* [DESCRIPTION OF THE TASK] Convert the records, from the line containing "Query: double street lamp" through the final line, into a JSON list of strings with one string per line, omitting blank lines.

>> BEGIN INPUT RECORDS

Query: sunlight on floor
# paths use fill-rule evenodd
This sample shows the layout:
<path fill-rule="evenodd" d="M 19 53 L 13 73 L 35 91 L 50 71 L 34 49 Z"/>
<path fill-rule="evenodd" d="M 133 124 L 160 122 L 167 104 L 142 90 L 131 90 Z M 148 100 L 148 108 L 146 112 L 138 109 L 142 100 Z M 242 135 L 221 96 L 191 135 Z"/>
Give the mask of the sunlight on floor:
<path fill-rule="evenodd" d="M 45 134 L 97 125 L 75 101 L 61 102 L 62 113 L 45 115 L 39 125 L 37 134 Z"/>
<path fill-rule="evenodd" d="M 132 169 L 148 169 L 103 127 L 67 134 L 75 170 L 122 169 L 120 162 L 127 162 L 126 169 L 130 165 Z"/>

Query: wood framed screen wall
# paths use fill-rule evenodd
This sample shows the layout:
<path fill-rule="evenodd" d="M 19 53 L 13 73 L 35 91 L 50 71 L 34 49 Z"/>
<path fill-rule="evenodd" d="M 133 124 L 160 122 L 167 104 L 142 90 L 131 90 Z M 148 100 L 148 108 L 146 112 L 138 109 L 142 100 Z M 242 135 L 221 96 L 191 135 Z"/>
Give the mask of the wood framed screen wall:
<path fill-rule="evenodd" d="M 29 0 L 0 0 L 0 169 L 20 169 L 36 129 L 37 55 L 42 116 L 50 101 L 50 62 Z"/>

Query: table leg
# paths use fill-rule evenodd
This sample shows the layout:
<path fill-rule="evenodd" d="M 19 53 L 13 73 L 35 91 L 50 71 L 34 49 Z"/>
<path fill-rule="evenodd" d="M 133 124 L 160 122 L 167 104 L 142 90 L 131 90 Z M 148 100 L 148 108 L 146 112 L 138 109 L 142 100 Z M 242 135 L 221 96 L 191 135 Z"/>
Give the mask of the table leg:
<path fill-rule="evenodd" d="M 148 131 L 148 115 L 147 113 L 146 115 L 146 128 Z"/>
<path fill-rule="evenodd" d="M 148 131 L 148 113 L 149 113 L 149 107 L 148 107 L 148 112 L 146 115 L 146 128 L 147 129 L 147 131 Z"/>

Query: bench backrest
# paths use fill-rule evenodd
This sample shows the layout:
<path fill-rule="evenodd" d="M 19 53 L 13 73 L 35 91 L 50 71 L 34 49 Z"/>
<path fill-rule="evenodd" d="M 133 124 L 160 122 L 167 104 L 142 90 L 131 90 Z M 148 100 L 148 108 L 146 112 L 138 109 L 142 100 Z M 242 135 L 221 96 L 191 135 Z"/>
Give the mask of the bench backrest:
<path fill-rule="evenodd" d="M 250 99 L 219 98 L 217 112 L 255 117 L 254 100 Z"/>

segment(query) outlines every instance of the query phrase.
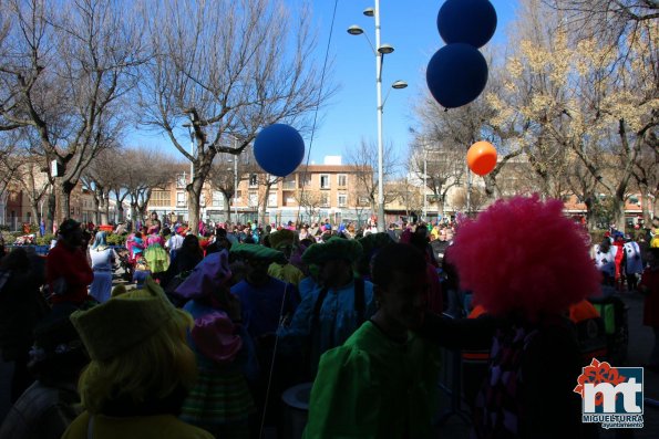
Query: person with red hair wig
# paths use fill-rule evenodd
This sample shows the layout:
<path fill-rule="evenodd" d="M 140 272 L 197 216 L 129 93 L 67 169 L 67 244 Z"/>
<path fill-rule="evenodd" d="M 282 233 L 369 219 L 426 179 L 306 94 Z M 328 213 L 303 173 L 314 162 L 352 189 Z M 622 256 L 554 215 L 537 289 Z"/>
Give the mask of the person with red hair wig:
<path fill-rule="evenodd" d="M 600 274 L 563 203 L 537 195 L 498 200 L 461 224 L 449 259 L 461 289 L 496 318 L 475 437 L 586 437 L 573 391 L 586 365 L 567 313 L 599 291 Z M 435 323 L 440 343 L 470 337 L 460 321 Z"/>

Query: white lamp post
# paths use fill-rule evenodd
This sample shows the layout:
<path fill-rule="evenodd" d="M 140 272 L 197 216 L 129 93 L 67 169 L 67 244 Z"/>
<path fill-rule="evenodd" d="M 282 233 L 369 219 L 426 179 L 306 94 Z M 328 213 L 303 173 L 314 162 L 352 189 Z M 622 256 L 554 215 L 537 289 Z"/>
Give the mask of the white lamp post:
<path fill-rule="evenodd" d="M 384 231 L 384 187 L 383 187 L 383 145 L 382 145 L 382 60 L 385 54 L 393 52 L 393 46 L 390 44 L 380 44 L 380 0 L 375 0 L 375 8 L 367 8 L 363 11 L 367 17 L 375 18 L 375 48 L 372 48 L 371 41 L 369 44 L 375 54 L 375 90 L 378 94 L 378 231 Z M 348 33 L 351 35 L 363 34 L 363 29 L 353 24 L 348 28 Z M 364 34 L 365 36 L 365 34 Z M 367 36 L 368 40 L 368 36 Z M 391 85 L 393 88 L 404 88 L 408 83 L 404 81 L 397 81 Z M 389 96 L 389 94 L 388 94 Z M 387 102 L 387 98 L 384 98 Z"/>
<path fill-rule="evenodd" d="M 234 142 L 236 139 L 234 138 Z M 227 160 L 234 163 L 234 223 L 238 223 L 238 156 Z"/>

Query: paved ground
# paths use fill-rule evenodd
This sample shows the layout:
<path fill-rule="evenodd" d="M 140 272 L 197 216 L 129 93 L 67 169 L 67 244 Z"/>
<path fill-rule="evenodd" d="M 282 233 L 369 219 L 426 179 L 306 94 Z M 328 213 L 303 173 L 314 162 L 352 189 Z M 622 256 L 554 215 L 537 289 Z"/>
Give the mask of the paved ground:
<path fill-rule="evenodd" d="M 125 283 L 115 276 L 115 283 Z M 132 288 L 132 286 L 130 286 Z M 628 364 L 625 366 L 641 366 L 647 362 L 648 354 L 652 346 L 652 332 L 642 326 L 642 296 L 640 294 L 621 295 L 625 303 L 629 306 L 629 354 Z M 621 365 L 614 365 L 621 366 Z M 446 370 L 447 372 L 447 370 Z M 0 362 L 0 419 L 4 418 L 9 409 L 9 377 L 11 376 L 11 365 Z M 576 380 L 576 377 L 575 377 Z M 659 400 L 659 374 L 646 370 L 645 373 L 645 396 Z M 576 395 L 575 395 L 576 397 Z M 442 411 L 450 411 L 450 399 L 444 397 L 442 399 Z M 648 404 L 645 407 L 643 414 L 645 428 L 642 430 L 601 430 L 601 439 L 622 439 L 622 438 L 638 438 L 638 439 L 657 439 L 659 438 L 659 408 L 652 408 Z M 267 439 L 275 439 L 274 432 L 268 432 Z M 450 415 L 445 422 L 437 427 L 439 438 L 467 438 L 468 424 L 460 416 Z"/>

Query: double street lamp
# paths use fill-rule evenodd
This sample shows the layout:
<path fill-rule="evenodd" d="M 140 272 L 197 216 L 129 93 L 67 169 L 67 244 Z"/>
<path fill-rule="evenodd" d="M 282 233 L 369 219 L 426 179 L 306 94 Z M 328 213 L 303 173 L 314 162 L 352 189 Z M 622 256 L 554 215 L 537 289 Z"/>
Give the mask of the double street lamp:
<path fill-rule="evenodd" d="M 348 33 L 351 35 L 361 35 L 363 34 L 373 53 L 375 55 L 375 90 L 378 94 L 378 231 L 383 232 L 384 227 L 384 188 L 383 188 L 383 145 L 382 145 L 382 109 L 384 107 L 384 103 L 387 102 L 387 97 L 389 97 L 389 93 L 382 101 L 382 63 L 384 61 L 384 55 L 393 52 L 393 46 L 390 44 L 381 44 L 380 43 L 380 0 L 375 0 L 375 8 L 367 8 L 363 11 L 363 14 L 367 17 L 374 17 L 375 18 L 375 46 L 363 32 L 363 29 L 353 24 L 348 28 Z M 408 83 L 404 81 L 395 81 L 391 84 L 392 88 L 400 90 L 405 88 Z M 391 92 L 391 91 L 390 91 Z"/>

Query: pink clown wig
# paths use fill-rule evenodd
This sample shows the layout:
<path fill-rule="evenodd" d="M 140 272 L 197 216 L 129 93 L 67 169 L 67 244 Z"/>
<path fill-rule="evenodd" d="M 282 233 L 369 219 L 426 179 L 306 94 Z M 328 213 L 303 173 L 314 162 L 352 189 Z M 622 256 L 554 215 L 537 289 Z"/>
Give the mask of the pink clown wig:
<path fill-rule="evenodd" d="M 450 260 L 462 289 L 487 312 L 535 320 L 599 291 L 583 233 L 560 201 L 515 197 L 461 224 Z"/>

>> END INPUT RECORDS

* [FINAL ANSWER]
[
  "Query: double street lamp",
  "# paths use fill-rule evenodd",
  "This sample shows the layout:",
  "<path fill-rule=\"evenodd\" d=\"M 140 272 L 197 216 L 129 93 L 67 169 L 67 244 Z\"/>",
  "<path fill-rule=\"evenodd\" d=\"M 282 233 L 369 219 L 426 179 L 306 94 Z M 328 213 L 303 173 L 314 162 L 352 189 Z M 622 256 L 554 215 L 537 289 Z\"/>",
  "Give the mask of the double street lamp:",
  "<path fill-rule=\"evenodd\" d=\"M 348 33 L 351 35 L 361 35 L 363 34 L 373 53 L 375 55 L 375 90 L 378 94 L 378 231 L 383 232 L 384 227 L 384 188 L 383 188 L 383 145 L 382 145 L 382 109 L 384 107 L 384 103 L 387 102 L 387 97 L 389 97 L 389 93 L 382 101 L 382 63 L 384 61 L 384 55 L 393 52 L 393 46 L 390 44 L 381 44 L 380 43 L 380 0 L 375 0 L 375 8 L 367 8 L 363 11 L 363 14 L 367 17 L 374 17 L 375 18 L 375 46 L 363 32 L 363 29 L 353 24 L 348 28 Z M 408 83 L 404 81 L 395 81 L 391 84 L 392 88 L 400 90 L 405 88 Z M 391 92 L 391 91 L 390 91 Z\"/>",
  "Query: pink clown wig",
  "# paths use fill-rule evenodd",
  "This sample shows the layout:",
  "<path fill-rule=\"evenodd\" d=\"M 140 272 L 197 216 L 129 93 L 67 169 L 67 244 Z\"/>",
  "<path fill-rule=\"evenodd\" d=\"M 282 233 L 369 219 L 426 179 L 306 94 Z M 328 213 L 303 173 L 314 162 L 352 189 Z M 622 256 L 554 215 L 537 289 Z\"/>",
  "Give the mask of the pink clown wig:",
  "<path fill-rule=\"evenodd\" d=\"M 450 260 L 462 289 L 487 312 L 535 320 L 599 291 L 583 233 L 560 201 L 515 197 L 461 224 Z\"/>"
]